22/2/11

La urbanización tiene pocas zonas verdes. Pero eso no lo supimos aquella mañana de finales de verano de 2004 cuando ambos apoyamos las palmas de las manos en el metacrilato que protegía la maqueta con todos aquellos árboles e incluso con unas pequeñas figuras a escala que representaban familias que salían a montar en bicicleta. Recuerdo ahora (como un eco falso que proviniera de algún intersticio de la memoria) el material azulado y transparente con el que representaron la piscina y cómo en aquel momento hubiese dado lo que fuera por tocarlo y saber si su textura era gomosa hasta el punto de que mi dedo se hundiera o si sería duro, vítreo y ligeramente esmerilado hasta el límite de helarme la yema del dedo. Todas estas consideraciones parecen ahora prehistóricas. La realidad se encargó de que el conjunto arquitectónico no se pareciera en nada a aquella metáfora idealizada. Solo las familias que montan en bicicleta, uniformadas de gran cadena de distribución de ropa deportiva, permanecen y elevan al conjunto a la categoría de consecuencia orgánica, la constancia de que todo aquello tenía un fin: ser el escenario difuso de muchas vidas.
Cuando vuelvo a casa por la noche siempre imagino que el mar está al final de la urbanización, un poco más allá de las oficinas acristaladas de la clínica de reproducción asistida. Las noches en las que el cielo está rojo o anaranjado y que hay pesadas nubes bajas que lo transitan a gran velocidad, pienso que estoy en Escocia o en el muelle de una gran ciudad asiática, que estoy solo, aquejado de una decepción amorosa que me obliga a fumar mucho y a contemplar el mar. Cuando es verano, cuando las noches son más suaves e incluso se percibe el perfume coral de las cenas preparadas en las mesas de las terrazas, me imagino avanzando por el malecón de La Habana. Camino con las manos en los bolsillos; llevo un pantalón de algodón de color suave. Me gusta la indolencia de esa imagen: el calor, la ausencia de prisa o destino, la versatilidad de mis pensamientos que no se empeñan en rodearme o sacar conclusiones. Creo que los arquitectos que diseñaron mi casa no fueron conscientes de esto. Nadie les avisó del peligro de que algún vecino escribiese sus sensaciones a partir del espacio ideado. El urbanismo contemporáneo se basa en la eficacia, como el chiste de los cuatro elefantes en un 600 que no me cansaba de contar cuando era pequeño.
La urbanización tiene sus propios sonidos, su colección de resonancias automáticas y señales en clave que algunos vecinos nos paramos a analizar. Eso tampoco nos lo dijo la amable azafata que nos sonrió tanto aquella tarde de 2004 detrás de su mesa desangelada del piso piloto. A nadie le interesan estas cosas. Ningún constructor se obsesiona por los detalles que condicionarán la felicidad de sus clientes; para ellos solo somos las figuritas estáticas que adornan la maqueta; en mi caso ese hombre del jersei verde que saludaba desde lejos a su hija en la piscina de la textura fantasma.
◇ ◇ ◇ ◇
### TAREAS A REALIZAR
[A] Responde a estas preguntas sobre el texto de la urbanización:
(i) ¿En qué año vieron la maqueta en el piso piloto?
(ii) Al volver a casa por la noche, ¿qué imagina el narrador que hay al final de la urbanización?
(iii) ¿De qué color es el jersei del hombre de la maqueta con el que se identifica el narrador?
[B] En el texto de la urbanización, copia de nuevo el pasaje que empieza en "La urbanización tiene sus" y termina en "la textura fantasma.", cambiando "azafata" por "vendedora".
◇ ◇ ◇ ◇
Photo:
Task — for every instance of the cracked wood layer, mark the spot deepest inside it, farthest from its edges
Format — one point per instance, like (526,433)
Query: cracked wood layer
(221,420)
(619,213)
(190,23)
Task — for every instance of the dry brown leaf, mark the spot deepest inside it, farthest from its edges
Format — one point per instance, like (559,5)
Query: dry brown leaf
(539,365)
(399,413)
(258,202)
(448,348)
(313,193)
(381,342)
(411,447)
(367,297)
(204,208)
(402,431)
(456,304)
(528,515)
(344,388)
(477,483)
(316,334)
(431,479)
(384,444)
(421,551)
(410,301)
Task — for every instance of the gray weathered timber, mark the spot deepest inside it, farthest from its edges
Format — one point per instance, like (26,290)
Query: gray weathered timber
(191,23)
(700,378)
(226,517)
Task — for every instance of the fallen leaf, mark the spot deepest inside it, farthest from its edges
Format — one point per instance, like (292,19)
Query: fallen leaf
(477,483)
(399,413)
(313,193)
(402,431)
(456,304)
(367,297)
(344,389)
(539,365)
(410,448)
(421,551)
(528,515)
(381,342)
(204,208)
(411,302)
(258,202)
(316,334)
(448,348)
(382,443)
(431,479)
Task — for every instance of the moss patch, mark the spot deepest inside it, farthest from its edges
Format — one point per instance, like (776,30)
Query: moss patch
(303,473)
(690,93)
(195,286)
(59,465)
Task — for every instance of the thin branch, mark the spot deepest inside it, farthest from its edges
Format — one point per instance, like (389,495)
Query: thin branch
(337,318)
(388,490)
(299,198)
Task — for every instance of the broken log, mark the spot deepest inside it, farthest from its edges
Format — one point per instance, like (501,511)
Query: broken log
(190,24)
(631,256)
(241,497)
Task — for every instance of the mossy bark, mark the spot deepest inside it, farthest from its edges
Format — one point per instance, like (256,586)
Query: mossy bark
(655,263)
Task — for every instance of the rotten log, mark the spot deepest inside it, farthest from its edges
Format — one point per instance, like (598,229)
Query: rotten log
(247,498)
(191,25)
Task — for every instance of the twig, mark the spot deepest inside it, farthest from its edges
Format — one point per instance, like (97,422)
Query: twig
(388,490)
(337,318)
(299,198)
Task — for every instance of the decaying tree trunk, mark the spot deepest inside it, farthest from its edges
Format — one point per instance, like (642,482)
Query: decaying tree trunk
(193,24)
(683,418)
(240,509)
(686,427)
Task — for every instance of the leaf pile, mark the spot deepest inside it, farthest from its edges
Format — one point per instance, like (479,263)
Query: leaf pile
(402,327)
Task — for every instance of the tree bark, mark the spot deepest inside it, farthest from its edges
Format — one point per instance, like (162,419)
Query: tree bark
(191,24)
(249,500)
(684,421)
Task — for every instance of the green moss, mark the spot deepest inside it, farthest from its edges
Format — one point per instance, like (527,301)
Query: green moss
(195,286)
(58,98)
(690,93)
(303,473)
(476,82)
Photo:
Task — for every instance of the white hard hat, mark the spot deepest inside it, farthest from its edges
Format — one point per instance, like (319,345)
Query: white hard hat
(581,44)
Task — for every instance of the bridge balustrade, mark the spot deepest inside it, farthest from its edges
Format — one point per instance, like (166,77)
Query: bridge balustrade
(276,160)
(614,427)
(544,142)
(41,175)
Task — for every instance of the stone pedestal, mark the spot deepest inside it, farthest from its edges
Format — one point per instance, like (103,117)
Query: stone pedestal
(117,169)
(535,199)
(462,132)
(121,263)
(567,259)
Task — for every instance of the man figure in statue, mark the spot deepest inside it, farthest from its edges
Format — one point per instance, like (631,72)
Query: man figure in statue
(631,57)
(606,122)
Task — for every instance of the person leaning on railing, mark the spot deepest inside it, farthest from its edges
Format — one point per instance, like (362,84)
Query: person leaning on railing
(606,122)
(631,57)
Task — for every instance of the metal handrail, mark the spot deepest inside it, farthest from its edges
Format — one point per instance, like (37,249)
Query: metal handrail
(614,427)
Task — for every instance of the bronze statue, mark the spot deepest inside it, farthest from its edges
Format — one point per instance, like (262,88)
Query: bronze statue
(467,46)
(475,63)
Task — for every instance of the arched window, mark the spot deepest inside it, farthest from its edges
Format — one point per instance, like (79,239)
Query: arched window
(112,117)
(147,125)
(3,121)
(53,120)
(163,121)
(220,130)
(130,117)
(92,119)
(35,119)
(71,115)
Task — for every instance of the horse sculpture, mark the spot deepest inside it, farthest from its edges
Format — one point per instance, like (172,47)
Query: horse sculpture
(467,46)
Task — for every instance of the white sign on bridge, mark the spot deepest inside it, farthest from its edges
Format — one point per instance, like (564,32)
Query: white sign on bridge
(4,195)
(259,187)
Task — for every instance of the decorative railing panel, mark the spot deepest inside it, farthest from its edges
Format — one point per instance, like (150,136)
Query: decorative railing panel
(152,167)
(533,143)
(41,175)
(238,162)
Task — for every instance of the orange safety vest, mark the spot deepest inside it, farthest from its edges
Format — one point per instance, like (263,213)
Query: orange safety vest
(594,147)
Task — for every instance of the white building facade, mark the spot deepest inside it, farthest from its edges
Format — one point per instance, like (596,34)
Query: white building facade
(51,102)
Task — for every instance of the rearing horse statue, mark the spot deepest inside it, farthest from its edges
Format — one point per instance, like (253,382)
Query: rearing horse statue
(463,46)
◇ ◇ ◇ ◇
### RESULTADOS DEL EJERCICIO
[A]
(i) En 2004.
(ii) El mar.
(iii) Verde.

[B]
La urbanización tiene sus propios sonidos, su colección de resonancias automáticas y señales en clave que algunos vecinos nos paramos a analizar. Eso tampoco nos lo dijo la amable vendedora que nos sonrió tanto aquella tarde de 2004 detrás de su mesa desangelada del piso piloto. A nadie le interesan estas cosas. Ningún constructor se obsesiona por los detalles que condicionarán la felicidad de sus clientes; para ellos solo somos las figuritas estáticas que adornan la maqueta; en mi caso ese hombre del jersei verde que saludaba desde lejos a su hija en la piscina de la textura fantasma.